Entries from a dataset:

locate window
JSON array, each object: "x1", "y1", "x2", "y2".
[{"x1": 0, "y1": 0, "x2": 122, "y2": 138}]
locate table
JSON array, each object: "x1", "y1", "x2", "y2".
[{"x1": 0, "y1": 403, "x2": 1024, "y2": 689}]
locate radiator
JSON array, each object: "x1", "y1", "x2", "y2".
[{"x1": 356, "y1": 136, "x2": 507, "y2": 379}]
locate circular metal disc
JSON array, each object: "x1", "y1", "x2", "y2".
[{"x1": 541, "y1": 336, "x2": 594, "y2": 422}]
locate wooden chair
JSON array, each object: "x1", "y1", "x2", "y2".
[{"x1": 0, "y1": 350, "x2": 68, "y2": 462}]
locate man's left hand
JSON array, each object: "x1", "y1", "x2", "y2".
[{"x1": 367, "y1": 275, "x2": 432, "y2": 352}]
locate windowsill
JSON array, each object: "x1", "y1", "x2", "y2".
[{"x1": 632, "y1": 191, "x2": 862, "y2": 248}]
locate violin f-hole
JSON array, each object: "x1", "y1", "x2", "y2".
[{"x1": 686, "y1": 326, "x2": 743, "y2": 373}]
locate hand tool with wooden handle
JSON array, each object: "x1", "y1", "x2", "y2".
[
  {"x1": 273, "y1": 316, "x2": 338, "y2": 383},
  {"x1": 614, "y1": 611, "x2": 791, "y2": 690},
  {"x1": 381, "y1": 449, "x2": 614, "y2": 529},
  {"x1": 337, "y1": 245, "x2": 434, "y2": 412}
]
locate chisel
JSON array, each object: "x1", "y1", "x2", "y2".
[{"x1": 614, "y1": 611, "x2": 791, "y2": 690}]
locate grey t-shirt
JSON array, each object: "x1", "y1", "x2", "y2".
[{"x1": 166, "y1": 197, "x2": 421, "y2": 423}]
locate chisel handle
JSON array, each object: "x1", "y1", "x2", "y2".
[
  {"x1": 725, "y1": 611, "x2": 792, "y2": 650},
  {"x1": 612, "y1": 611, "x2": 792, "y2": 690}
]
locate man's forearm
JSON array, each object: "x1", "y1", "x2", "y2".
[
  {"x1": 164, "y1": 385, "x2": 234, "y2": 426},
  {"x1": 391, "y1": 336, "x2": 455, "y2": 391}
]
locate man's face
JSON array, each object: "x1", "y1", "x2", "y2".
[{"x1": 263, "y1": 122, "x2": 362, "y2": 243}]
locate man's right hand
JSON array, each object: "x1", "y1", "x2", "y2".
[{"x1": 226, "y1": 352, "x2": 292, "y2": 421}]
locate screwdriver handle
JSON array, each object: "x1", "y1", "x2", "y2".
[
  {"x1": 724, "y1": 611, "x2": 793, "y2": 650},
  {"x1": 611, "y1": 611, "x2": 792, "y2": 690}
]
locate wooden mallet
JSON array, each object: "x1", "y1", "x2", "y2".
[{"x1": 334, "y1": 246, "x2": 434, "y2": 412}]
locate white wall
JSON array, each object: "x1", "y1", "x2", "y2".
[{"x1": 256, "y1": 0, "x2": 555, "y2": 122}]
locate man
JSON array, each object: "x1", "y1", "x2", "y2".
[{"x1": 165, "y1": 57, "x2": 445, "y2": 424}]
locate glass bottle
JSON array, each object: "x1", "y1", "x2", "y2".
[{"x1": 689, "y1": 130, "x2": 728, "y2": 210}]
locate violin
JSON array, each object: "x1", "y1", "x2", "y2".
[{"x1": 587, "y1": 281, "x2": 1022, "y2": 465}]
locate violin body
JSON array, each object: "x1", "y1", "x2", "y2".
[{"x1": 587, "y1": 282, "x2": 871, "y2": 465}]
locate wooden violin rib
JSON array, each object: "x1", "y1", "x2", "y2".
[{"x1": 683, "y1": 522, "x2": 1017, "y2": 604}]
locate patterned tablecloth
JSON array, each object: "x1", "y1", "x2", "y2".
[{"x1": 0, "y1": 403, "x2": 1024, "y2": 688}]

• [Aim] Could you give again exactly the lines from the line containing "locate white wall" through the final line of the data above, and no others?

• [Full answer]
locate white wall
JSON array, each object: "x1", "y1", "x2", "y2".
[{"x1": 256, "y1": 0, "x2": 555, "y2": 122}]
locate man
JSON array, each object: "x1", "y1", "x2", "y2".
[{"x1": 165, "y1": 57, "x2": 445, "y2": 424}]
locate glass bottle
JSON array, each object: "x1", "y1", "x2", "y2".
[{"x1": 689, "y1": 130, "x2": 728, "y2": 210}]
locate violin
JSON array, each object: "x1", "y1", "x2", "y2".
[{"x1": 587, "y1": 281, "x2": 1022, "y2": 465}]
locate violin body
JSON array, each object: "x1", "y1", "x2", "y2".
[{"x1": 587, "y1": 282, "x2": 871, "y2": 465}]
locate wooden violin rib
JSON array, each object: "x1", "y1", "x2", "y2".
[{"x1": 683, "y1": 522, "x2": 1017, "y2": 604}]
locate patterned tablecloth
JSON array, each object: "x1", "y1", "x2", "y2".
[{"x1": 0, "y1": 403, "x2": 1024, "y2": 688}]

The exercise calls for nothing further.